- _WHAT YOU WILL DO_
Exact copies of all entries are expected.
####
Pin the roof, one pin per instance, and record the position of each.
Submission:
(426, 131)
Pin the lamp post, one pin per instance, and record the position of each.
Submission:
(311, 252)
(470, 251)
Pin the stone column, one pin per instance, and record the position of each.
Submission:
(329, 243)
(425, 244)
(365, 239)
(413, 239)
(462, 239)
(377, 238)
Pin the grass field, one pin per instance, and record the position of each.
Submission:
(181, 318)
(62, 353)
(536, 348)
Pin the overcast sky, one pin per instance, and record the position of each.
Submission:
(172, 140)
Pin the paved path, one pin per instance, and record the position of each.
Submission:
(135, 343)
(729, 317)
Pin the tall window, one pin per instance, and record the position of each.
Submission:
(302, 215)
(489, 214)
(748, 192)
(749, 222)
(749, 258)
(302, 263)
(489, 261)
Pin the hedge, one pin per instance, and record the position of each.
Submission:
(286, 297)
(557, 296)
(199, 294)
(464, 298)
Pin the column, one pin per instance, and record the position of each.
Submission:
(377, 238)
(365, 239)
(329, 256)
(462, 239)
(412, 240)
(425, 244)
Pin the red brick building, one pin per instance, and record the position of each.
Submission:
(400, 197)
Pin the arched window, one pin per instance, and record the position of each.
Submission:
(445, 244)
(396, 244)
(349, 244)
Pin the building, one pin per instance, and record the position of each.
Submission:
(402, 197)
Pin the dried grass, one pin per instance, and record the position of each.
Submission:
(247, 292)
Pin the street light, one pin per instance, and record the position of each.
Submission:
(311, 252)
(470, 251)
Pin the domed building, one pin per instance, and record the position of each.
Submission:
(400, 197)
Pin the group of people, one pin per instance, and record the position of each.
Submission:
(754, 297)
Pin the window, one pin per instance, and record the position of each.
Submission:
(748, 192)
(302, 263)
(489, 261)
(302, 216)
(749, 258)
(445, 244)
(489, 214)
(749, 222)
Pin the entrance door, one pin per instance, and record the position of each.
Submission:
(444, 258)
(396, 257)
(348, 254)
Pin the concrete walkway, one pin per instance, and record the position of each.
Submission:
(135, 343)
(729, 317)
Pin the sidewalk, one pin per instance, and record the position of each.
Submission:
####
- _YOUR RESPONSE_
Pin the roof, one pin per instance, and record the position of each.
Submission:
(426, 131)
Pin the lamp post, one pin per instance, and record the position of each.
Submission:
(311, 252)
(470, 251)
Pin the stone column, one pin per instance, and record the position of each.
Submission:
(329, 243)
(425, 244)
(365, 239)
(413, 239)
(462, 239)
(377, 238)
Pin the grass field, one pin per instance, and record the position of each.
Submission:
(181, 318)
(62, 353)
(536, 348)
Pin the overcast sky, one pin per instance, and record the position of each.
Submission:
(172, 140)
Pin the paved path, one pin per instance, and record the position of each.
Submission:
(135, 343)
(729, 317)
Pin the tall window, one pin per instance, and record the position of each.
Submission:
(302, 215)
(489, 214)
(748, 192)
(749, 222)
(749, 258)
(302, 263)
(489, 261)
Pin the hedge, one pin per instance, and record the position of each.
Submission:
(286, 297)
(557, 296)
(199, 294)
(464, 298)
Pin the column, one pin per instance, and record the position of each.
Submission:
(377, 238)
(365, 239)
(329, 256)
(462, 239)
(412, 240)
(425, 244)
Pin the red brick building, one pin per instance, and record the position of each.
Submission:
(400, 197)
Pin the arched window, one pin per instance, and record the position of each.
Submission:
(445, 244)
(396, 244)
(349, 244)
Pin the building, one pin per instance, and record the position of each.
Submission:
(402, 197)
Pin the dried grass, one pin per instance, and record the position of each.
Submission:
(247, 292)
Pin the street light, one pin per instance, and record the position of each.
Submission:
(311, 252)
(470, 251)
Pin the domed building, one pin per instance, and record the position of each.
Submission:
(400, 197)
Pin the group of people, one pin per instance, and record the position of each.
Submission:
(754, 297)
Pin the window, one pin per instance, and record the position of each.
Submission:
(748, 192)
(302, 263)
(489, 261)
(302, 216)
(749, 258)
(445, 244)
(489, 214)
(749, 222)
Pin the entrance door, one pin per instance, and record the position of each.
Submission:
(444, 258)
(396, 257)
(348, 254)
Pin the concrete walkway, one pin per instance, and record the position of each.
Submission:
(135, 343)
(729, 317)
Pin the sidewalk, one pin per instance, and record the position of each.
Submission:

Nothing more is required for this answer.